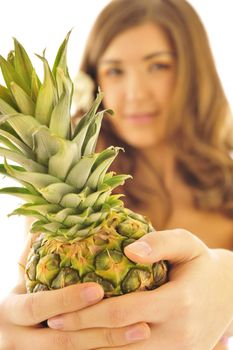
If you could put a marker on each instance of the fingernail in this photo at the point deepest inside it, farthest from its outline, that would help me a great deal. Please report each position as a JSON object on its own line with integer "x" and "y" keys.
{"x": 91, "y": 293}
{"x": 136, "y": 333}
{"x": 141, "y": 248}
{"x": 55, "y": 323}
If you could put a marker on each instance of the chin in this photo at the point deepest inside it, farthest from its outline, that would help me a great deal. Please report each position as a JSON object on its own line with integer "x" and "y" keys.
{"x": 142, "y": 143}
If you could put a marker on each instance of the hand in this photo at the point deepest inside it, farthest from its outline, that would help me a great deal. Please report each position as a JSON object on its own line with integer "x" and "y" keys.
{"x": 191, "y": 311}
{"x": 21, "y": 315}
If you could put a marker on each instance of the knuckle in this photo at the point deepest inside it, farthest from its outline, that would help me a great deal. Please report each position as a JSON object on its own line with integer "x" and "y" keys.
{"x": 116, "y": 316}
{"x": 109, "y": 337}
{"x": 32, "y": 308}
{"x": 64, "y": 300}
{"x": 63, "y": 341}
{"x": 77, "y": 321}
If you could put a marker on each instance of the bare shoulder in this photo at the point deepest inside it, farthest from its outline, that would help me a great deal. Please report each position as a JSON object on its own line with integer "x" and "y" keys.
{"x": 215, "y": 229}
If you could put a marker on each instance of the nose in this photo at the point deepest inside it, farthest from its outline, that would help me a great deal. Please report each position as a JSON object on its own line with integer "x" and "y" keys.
{"x": 136, "y": 87}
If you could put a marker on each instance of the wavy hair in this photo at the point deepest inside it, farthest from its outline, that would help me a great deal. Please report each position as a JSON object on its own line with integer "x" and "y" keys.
{"x": 201, "y": 122}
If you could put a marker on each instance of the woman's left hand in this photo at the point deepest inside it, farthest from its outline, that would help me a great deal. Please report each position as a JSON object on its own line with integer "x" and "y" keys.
{"x": 191, "y": 311}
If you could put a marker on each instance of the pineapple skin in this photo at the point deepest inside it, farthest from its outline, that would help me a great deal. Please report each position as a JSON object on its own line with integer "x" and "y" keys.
{"x": 83, "y": 227}
{"x": 57, "y": 263}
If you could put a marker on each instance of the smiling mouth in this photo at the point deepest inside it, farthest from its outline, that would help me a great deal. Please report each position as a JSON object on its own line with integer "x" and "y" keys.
{"x": 140, "y": 118}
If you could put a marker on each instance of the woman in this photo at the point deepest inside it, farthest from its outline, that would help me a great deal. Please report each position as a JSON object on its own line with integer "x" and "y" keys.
{"x": 152, "y": 61}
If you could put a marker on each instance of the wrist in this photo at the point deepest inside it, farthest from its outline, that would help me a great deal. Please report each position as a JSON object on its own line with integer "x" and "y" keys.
{"x": 226, "y": 261}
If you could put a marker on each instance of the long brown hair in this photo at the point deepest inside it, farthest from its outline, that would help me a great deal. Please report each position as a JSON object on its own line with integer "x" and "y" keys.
{"x": 200, "y": 122}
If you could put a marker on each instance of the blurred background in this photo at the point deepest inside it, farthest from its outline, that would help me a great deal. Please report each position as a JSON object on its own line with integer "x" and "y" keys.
{"x": 44, "y": 24}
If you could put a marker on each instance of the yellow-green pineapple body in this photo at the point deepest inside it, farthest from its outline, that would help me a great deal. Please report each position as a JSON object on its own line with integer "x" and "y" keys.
{"x": 82, "y": 227}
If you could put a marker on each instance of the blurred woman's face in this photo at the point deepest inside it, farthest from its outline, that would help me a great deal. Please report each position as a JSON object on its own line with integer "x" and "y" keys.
{"x": 137, "y": 75}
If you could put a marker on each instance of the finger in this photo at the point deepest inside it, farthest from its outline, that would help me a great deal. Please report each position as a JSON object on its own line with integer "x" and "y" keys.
{"x": 48, "y": 339}
{"x": 176, "y": 245}
{"x": 121, "y": 311}
{"x": 31, "y": 309}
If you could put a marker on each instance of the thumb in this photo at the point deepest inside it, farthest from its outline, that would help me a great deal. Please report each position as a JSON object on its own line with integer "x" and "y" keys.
{"x": 175, "y": 245}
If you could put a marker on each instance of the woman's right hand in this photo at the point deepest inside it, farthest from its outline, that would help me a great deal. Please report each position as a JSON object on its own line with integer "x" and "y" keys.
{"x": 21, "y": 317}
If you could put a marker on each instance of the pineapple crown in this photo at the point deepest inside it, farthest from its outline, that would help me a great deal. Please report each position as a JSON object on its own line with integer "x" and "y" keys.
{"x": 64, "y": 182}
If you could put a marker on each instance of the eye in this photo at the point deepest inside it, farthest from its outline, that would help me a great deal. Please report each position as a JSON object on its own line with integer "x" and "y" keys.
{"x": 159, "y": 66}
{"x": 114, "y": 71}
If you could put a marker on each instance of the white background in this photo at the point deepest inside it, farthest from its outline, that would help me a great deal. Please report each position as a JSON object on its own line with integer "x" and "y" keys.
{"x": 44, "y": 24}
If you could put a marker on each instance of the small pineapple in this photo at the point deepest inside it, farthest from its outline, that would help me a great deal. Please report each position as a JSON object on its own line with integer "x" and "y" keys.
{"x": 82, "y": 227}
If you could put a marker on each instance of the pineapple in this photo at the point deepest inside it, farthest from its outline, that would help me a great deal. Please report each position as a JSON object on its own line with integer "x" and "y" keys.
{"x": 82, "y": 228}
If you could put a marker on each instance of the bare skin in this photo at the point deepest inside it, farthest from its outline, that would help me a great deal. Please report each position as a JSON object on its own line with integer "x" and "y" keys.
{"x": 180, "y": 315}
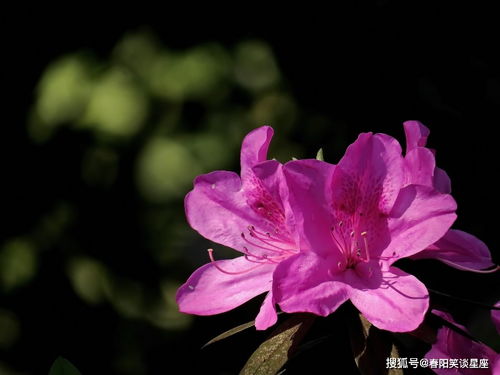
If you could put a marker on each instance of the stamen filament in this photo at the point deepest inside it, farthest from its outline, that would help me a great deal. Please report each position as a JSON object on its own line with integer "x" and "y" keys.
{"x": 211, "y": 256}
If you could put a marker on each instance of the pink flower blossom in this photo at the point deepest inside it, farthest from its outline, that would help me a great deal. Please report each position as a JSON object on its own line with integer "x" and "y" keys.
{"x": 354, "y": 221}
{"x": 457, "y": 249}
{"x": 451, "y": 344}
{"x": 249, "y": 214}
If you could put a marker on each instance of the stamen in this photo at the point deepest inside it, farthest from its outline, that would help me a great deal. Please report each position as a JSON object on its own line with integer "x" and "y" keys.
{"x": 211, "y": 256}
{"x": 332, "y": 233}
{"x": 276, "y": 249}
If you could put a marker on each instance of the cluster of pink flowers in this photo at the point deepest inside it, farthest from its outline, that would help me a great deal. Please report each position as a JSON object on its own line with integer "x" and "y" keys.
{"x": 313, "y": 235}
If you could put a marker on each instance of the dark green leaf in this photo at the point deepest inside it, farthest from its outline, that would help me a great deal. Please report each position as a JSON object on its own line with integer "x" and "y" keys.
{"x": 62, "y": 366}
{"x": 230, "y": 332}
{"x": 273, "y": 353}
{"x": 319, "y": 155}
{"x": 371, "y": 347}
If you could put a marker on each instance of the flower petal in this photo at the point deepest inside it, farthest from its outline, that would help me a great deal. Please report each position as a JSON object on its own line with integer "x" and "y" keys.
{"x": 254, "y": 148}
{"x": 303, "y": 283}
{"x": 267, "y": 315}
{"x": 394, "y": 301}
{"x": 271, "y": 177}
{"x": 210, "y": 291}
{"x": 221, "y": 210}
{"x": 420, "y": 165}
{"x": 370, "y": 174}
{"x": 416, "y": 134}
{"x": 460, "y": 250}
{"x": 218, "y": 210}
{"x": 420, "y": 217}
{"x": 308, "y": 181}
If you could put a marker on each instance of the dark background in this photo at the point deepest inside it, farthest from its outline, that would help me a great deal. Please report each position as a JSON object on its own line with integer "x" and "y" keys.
{"x": 368, "y": 68}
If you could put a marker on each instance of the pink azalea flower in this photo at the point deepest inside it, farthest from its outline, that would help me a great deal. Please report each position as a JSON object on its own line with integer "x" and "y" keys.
{"x": 249, "y": 214}
{"x": 451, "y": 344}
{"x": 354, "y": 221}
{"x": 457, "y": 249}
{"x": 495, "y": 317}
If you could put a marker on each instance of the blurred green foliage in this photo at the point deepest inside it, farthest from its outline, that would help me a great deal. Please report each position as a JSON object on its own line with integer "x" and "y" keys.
{"x": 156, "y": 118}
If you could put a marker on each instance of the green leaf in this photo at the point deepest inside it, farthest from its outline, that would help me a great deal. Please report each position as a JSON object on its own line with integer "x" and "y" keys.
{"x": 371, "y": 347}
{"x": 62, "y": 366}
{"x": 230, "y": 332}
{"x": 319, "y": 155}
{"x": 273, "y": 353}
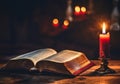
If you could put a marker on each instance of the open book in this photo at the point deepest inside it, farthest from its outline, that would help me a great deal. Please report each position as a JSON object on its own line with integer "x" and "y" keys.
{"x": 64, "y": 62}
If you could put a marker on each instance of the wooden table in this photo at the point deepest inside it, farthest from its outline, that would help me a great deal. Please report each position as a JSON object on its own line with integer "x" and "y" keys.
{"x": 85, "y": 78}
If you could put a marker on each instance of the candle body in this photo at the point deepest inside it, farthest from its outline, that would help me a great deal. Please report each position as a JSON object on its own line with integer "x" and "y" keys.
{"x": 104, "y": 45}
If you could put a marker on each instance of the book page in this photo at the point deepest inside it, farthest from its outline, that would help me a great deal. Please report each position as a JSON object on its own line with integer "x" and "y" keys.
{"x": 36, "y": 55}
{"x": 64, "y": 56}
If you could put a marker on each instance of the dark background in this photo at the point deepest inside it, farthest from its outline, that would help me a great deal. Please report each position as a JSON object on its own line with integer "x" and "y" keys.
{"x": 25, "y": 25}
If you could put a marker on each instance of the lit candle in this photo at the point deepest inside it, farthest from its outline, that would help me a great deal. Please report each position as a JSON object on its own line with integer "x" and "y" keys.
{"x": 104, "y": 43}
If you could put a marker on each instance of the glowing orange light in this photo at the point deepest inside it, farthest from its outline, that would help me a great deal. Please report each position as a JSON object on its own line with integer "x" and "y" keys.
{"x": 103, "y": 28}
{"x": 83, "y": 9}
{"x": 55, "y": 22}
{"x": 77, "y": 9}
{"x": 65, "y": 24}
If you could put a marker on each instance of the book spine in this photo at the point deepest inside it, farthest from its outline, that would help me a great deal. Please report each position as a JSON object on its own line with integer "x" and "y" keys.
{"x": 83, "y": 69}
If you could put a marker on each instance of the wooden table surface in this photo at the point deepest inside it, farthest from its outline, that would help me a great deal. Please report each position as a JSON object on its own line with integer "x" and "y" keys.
{"x": 85, "y": 78}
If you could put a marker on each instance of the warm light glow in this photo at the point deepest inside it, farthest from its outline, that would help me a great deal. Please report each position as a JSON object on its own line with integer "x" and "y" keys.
{"x": 83, "y": 9}
{"x": 66, "y": 22}
{"x": 104, "y": 28}
{"x": 55, "y": 21}
{"x": 77, "y": 9}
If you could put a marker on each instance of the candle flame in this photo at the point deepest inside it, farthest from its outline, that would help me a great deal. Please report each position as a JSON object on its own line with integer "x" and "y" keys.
{"x": 104, "y": 28}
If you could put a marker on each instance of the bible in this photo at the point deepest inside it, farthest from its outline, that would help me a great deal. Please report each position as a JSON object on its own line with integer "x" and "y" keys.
{"x": 67, "y": 62}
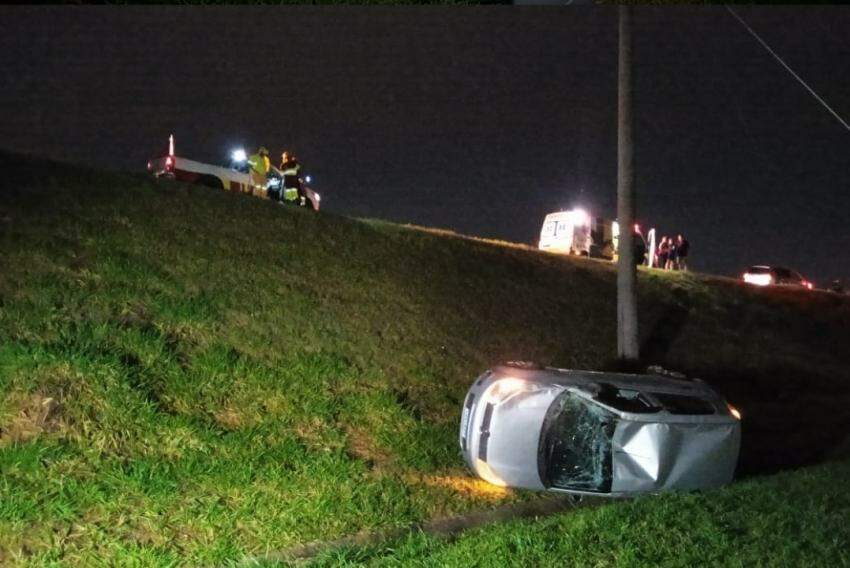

Problem description:
From the line containing "of the warm" through the last line of the entries, copy each line exactly and only those, skipping all pictures.

Output:
If you could put a marker on each instance of the warm light glow in this photo at the point deepest inside it, farthest from its outline, that would help me a great deal. Please report each position as a JSON object on its own line with integer "x" and "y" keys.
{"x": 83, "y": 9}
{"x": 66, "y": 22}
{"x": 104, "y": 28}
{"x": 55, "y": 21}
{"x": 77, "y": 9}
If you could put a marker on each instance of the candle flame in this photo at the point deepest inside it, farthest from its outline, that would help me a great deal. Please report each position as a JSON object on its own line with integer "x" and "y" keys.
{"x": 104, "y": 28}
If you could put a marker on each instance of the bible in this photo at the point deepest inside it, farthest from its outline, that would help me a great deal. Please report each position as a JSON object on its own line with integer "x" and "y" keys.
{"x": 67, "y": 62}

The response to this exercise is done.